**Given exercise**
Show each line of the listing below that contains the word "speaker", copied without any change.

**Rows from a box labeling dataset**

-- start --

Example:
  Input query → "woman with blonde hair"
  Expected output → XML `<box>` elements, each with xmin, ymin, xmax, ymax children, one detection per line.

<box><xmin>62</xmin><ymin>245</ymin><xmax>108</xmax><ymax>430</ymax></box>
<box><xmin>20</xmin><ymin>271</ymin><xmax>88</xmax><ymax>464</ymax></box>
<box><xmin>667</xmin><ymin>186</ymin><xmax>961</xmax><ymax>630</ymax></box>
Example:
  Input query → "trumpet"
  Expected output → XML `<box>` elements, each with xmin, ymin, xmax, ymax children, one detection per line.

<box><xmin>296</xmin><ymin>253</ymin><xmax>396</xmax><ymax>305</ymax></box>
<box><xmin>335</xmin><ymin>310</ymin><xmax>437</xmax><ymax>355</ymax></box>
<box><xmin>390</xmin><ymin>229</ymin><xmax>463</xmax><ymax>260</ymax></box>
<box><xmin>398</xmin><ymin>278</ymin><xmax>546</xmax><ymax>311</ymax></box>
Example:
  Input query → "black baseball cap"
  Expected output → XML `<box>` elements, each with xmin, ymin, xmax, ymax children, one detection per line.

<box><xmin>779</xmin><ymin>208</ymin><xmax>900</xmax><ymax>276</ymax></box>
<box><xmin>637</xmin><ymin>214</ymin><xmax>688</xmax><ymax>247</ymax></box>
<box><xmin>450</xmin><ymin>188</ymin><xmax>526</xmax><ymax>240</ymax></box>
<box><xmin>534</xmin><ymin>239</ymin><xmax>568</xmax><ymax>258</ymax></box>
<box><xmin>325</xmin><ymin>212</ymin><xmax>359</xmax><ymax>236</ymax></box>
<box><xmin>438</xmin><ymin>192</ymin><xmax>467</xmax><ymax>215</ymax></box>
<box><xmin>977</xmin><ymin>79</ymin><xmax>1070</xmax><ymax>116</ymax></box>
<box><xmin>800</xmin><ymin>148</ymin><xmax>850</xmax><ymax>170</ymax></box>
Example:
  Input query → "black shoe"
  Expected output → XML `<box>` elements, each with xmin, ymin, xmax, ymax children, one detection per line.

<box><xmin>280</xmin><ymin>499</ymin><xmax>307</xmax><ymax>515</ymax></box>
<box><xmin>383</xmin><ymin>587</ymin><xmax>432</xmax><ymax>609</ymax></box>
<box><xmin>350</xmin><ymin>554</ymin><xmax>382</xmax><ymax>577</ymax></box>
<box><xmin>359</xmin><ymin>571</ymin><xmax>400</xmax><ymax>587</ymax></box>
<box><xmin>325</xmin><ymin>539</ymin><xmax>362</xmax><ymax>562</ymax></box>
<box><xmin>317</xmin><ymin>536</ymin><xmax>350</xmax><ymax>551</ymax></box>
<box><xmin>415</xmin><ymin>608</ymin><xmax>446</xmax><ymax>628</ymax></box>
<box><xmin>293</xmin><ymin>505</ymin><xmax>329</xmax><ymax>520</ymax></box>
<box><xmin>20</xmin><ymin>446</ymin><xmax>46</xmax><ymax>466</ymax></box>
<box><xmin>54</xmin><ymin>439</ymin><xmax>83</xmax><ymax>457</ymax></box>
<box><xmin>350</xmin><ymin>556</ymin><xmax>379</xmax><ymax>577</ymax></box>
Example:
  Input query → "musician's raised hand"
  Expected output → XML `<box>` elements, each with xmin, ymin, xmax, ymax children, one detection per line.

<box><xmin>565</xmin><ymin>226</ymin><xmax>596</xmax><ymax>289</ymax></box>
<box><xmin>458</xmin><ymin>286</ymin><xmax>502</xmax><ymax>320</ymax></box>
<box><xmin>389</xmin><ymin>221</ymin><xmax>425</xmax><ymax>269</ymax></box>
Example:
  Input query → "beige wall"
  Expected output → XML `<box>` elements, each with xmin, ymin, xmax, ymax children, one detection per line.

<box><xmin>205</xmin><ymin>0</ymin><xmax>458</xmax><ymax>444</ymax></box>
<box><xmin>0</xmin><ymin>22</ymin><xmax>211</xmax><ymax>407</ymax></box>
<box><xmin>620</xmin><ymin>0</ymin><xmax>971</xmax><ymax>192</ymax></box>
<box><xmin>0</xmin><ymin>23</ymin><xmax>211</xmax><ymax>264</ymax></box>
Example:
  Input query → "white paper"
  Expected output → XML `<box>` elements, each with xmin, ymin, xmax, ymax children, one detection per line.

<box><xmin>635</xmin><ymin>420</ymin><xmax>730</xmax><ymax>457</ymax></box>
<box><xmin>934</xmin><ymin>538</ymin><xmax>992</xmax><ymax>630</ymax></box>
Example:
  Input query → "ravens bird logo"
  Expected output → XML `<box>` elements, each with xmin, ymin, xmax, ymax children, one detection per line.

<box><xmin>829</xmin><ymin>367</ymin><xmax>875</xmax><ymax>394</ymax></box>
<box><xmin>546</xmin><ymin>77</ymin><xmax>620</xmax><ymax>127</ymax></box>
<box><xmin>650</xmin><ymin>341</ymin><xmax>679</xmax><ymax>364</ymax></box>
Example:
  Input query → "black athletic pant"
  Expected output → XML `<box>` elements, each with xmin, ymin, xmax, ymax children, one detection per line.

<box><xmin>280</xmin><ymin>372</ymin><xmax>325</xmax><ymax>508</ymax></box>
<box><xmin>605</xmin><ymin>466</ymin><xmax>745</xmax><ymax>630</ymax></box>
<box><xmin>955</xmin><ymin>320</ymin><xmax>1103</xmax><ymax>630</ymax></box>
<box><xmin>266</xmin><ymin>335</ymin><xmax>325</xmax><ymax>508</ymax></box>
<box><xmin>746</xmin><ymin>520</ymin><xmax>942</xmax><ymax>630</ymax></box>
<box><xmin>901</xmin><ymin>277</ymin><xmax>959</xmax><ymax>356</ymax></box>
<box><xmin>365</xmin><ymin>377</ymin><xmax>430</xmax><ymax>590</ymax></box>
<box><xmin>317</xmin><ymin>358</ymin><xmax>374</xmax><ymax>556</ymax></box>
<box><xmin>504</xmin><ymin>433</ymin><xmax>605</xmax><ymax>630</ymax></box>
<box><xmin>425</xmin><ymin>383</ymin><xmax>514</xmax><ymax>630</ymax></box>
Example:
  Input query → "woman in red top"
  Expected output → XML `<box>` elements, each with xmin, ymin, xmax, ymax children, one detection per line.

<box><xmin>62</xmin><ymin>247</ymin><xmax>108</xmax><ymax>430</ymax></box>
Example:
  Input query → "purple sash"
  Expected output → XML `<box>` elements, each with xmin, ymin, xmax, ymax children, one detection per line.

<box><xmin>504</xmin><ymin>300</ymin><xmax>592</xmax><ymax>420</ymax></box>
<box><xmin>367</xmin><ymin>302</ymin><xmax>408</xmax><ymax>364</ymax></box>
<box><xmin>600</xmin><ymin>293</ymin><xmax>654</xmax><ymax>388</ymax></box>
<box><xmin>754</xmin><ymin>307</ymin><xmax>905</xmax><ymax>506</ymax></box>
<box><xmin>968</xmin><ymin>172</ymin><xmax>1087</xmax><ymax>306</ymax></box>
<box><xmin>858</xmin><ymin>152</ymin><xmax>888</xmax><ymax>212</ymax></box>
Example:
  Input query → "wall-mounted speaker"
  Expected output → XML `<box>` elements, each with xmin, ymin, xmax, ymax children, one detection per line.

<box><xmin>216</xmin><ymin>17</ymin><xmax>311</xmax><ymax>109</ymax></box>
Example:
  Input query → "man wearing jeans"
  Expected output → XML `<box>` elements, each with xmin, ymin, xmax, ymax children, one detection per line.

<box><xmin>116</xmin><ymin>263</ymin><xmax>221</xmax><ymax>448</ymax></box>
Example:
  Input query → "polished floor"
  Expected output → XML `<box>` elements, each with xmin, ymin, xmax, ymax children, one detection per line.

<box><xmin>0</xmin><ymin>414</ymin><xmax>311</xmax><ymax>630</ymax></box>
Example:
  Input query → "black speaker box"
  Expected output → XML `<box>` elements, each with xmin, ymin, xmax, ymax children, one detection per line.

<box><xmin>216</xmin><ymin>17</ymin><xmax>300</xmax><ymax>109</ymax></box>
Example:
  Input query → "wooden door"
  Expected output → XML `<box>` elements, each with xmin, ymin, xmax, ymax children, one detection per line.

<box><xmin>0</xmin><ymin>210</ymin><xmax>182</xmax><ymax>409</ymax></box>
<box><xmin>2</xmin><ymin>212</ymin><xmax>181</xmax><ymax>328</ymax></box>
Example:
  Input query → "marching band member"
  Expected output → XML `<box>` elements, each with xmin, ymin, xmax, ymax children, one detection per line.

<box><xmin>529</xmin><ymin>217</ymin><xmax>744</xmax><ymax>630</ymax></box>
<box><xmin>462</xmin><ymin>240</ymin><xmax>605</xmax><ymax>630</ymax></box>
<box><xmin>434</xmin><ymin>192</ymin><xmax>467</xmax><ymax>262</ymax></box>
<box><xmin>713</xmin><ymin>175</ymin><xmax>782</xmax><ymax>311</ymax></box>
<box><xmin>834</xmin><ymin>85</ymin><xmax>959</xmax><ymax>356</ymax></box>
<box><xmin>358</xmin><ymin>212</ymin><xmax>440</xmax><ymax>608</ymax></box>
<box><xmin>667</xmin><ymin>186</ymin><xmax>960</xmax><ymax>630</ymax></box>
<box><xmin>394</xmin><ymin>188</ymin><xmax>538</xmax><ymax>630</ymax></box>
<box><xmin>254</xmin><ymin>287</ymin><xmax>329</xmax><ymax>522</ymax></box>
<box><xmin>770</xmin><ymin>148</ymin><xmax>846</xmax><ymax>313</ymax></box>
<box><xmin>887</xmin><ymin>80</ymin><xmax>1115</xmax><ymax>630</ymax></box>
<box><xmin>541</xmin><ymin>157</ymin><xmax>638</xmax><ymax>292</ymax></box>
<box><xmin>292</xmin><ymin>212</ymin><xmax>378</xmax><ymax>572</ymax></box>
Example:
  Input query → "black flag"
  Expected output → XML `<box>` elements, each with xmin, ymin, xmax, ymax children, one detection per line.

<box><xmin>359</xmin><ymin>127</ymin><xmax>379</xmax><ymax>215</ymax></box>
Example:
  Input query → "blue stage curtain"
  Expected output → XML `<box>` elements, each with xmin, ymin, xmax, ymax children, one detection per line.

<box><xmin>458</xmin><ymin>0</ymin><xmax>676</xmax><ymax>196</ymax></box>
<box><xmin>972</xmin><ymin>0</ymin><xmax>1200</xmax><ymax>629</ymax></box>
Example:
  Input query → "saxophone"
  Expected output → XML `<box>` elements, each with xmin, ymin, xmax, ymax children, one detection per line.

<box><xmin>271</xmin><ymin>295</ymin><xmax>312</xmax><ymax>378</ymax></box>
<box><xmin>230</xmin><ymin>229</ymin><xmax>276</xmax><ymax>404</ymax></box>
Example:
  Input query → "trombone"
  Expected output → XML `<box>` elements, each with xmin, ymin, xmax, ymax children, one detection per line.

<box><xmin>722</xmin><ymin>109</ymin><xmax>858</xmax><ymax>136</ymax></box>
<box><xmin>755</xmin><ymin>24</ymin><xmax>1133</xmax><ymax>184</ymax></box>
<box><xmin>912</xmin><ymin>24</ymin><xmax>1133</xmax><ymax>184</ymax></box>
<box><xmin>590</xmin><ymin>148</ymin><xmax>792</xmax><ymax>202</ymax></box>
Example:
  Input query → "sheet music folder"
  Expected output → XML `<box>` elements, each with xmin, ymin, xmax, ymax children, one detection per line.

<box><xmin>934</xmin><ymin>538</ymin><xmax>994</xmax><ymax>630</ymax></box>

-- end --

**Response below**
  Input query → "wall-mounted speaker"
  Input query → "black speaker box"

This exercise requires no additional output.